Exercise instructions:
Every record must be written out once more, with nothing added or omitted.

Records supplied:
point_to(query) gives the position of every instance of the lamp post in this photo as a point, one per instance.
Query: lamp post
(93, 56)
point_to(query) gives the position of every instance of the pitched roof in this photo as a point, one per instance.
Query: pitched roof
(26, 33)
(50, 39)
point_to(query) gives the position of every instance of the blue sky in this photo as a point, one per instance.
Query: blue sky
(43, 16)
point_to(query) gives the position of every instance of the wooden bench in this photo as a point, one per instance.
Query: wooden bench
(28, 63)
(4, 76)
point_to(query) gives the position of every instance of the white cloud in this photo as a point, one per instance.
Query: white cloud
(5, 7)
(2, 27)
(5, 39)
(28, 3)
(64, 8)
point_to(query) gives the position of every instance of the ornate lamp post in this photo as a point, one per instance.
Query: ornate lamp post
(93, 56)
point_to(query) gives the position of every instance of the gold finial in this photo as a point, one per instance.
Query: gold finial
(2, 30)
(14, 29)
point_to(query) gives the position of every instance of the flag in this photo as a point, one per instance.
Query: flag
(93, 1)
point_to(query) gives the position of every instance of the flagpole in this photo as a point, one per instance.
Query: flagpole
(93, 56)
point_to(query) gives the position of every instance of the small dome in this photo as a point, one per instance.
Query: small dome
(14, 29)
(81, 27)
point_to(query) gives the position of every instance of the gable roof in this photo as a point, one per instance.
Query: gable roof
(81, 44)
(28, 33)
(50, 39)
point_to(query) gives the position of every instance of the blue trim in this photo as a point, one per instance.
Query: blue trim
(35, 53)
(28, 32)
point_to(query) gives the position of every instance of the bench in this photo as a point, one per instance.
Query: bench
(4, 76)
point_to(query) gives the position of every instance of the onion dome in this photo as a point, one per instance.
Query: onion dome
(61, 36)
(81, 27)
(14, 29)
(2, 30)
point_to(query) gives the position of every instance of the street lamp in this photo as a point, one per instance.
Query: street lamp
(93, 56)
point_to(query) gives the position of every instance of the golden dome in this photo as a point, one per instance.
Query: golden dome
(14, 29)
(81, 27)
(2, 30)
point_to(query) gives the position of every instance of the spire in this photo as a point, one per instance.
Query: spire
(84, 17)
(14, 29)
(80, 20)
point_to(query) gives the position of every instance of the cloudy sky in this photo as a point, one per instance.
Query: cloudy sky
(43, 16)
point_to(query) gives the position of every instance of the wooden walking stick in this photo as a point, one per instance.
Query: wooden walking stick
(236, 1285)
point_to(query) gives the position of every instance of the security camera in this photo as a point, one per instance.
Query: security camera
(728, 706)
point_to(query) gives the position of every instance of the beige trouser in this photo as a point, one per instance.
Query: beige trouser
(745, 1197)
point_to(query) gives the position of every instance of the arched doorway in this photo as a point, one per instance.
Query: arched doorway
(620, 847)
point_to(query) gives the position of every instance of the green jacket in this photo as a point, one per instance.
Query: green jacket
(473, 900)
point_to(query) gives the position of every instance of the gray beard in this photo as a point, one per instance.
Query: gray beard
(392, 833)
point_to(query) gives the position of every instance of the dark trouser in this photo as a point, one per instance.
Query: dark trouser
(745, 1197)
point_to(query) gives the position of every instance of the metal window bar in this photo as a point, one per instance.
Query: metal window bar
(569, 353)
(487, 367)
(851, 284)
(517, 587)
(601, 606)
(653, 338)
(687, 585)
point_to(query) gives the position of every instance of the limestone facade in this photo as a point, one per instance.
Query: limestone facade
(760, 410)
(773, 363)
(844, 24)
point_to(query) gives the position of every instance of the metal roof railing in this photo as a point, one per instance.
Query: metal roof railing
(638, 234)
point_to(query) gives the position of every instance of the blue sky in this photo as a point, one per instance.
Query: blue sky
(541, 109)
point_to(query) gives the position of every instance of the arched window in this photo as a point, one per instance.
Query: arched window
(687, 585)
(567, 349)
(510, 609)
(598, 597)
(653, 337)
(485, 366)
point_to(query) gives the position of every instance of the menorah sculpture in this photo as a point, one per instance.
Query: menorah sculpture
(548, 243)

Written response:
point_to(query) gives the position of every instance of the lamp post in this photo as a point, one per instance.
Query: lamp post
(93, 56)
point_to(query) gives the position of every instance of the pitched roof in this photo as a point, one per instance.
Query: pitched roof
(26, 33)
(50, 39)
point_to(query) gives the position of every instance of the blue sky in this photo as a point, one per instance.
Query: blue sky
(43, 16)
point_to(query) gives the position of every instance of the wooden bench in this photo as a point, one per instance.
Query: wooden bench
(28, 63)
(4, 76)
point_to(query) gives the position of every instance of the white cloud in this photo as a point, one per instance.
Query: white cloud
(5, 7)
(2, 27)
(5, 39)
(28, 3)
(64, 8)
point_to(query) gives the position of every instance of the ornate lamp post in this photo as a point, one per instance.
Query: ornate lamp post
(93, 56)
point_to(query) gives the position of every instance of the gold finial in this photo as a point, one per instance.
Query: gold finial
(2, 30)
(14, 29)
point_to(query) gives the position of every instance of the flag in this photo as a point, one per instance.
Query: flag
(93, 1)
point_to(query) gives the position of every instance of the flagpole in this photo as a point, one per instance.
Query: flagpole
(93, 56)
point_to(query) gives the position of every instance of the small dome in this photo as a point, one per instance.
Query: small dome
(14, 29)
(81, 27)
point_to(query) gives the position of every instance of the gable roof in this photo as a point, one per instance.
Query: gable roof
(81, 44)
(28, 33)
(50, 39)
point_to(query) gives the position of every instance of the blue trim in this photo as a point, one per instance.
Query: blue trim
(35, 53)
(28, 32)
point_to(query) gives the position of every instance of the bench in this photo as a point, one per instance.
Query: bench
(4, 76)
point_to(query) gives the position of every instance of the onion dome in this photo as a point, one per instance.
Query: onion dome
(61, 36)
(81, 27)
(14, 29)
(2, 30)
point_to(query) gives the position of every instance of the street lamp in this photo as a point, one per instance.
Query: street lamp
(93, 56)
point_to(query) gives the position of every instance of the golden dome in this photo as a point, one per instance.
Query: golden dome
(14, 29)
(81, 27)
(2, 30)
point_to(query) gives the position of every instance of the spire in this photo as a point, one per instance.
Query: spire
(84, 17)
(14, 29)
(80, 20)
point_to(query) gives the position of every instance of the cloudy sky in this photo as a point, one per instance.
Query: cloudy sky
(43, 16)
point_to(query) gives the position of every instance of the wooden walking stick in this photo as a point, one per instance.
Query: wooden walking stick
(236, 1285)
point_to(query) gives the position of every instance of the security camera in this photo as a point, one per instance.
Query: security camera
(728, 706)
point_to(query) gives the position of every instance of the beige trouser in this photo as a point, one per instance.
Query: beige trouser
(745, 1197)
point_to(query) gives the position of every instance of the arched doorway in this photo as a point, one per instance.
Query: arched doorway
(620, 847)
point_to(query) gives the position of every instance of the green jacket in this photo as a point, one per instance.
Query: green jacket
(473, 900)
point_to(query) gives the position of every instance of the gray beard in this photo as a point, one per instance.
Query: gray beard
(392, 833)
point_to(query) gives the position of every instance of the dark trouser in this photo as a point, one per instance.
Query: dark trouser
(745, 1197)
point_to(query) gives the position of every instance of the metal window bar in this photo as a point, one per instance.
Query: metal window bar
(569, 353)
(487, 367)
(851, 284)
(517, 587)
(601, 606)
(653, 338)
(687, 585)
point_to(query) gives the position of every instance of the limestone facade in this photo as a point, one per instance.
Query: limestone facade
(760, 410)
(773, 363)
(844, 24)
point_to(query) gives the position of every instance of the metal roof railing in this photo as a point, one per instance.
Query: metal roof railing
(638, 234)
point_to(query) gives the position of every instance of the blue sky in this photo as a point, one per instance.
Query: blue sky
(541, 109)
point_to(query) gives the position of every instance of the arched window in this photo as a point, one per instance.
Query: arched window
(687, 585)
(567, 349)
(510, 609)
(598, 597)
(653, 337)
(485, 366)
point_to(query) gives the position of every instance of the menorah sculpture in this photo as a point, one per instance.
Query: menorah sculpture
(548, 243)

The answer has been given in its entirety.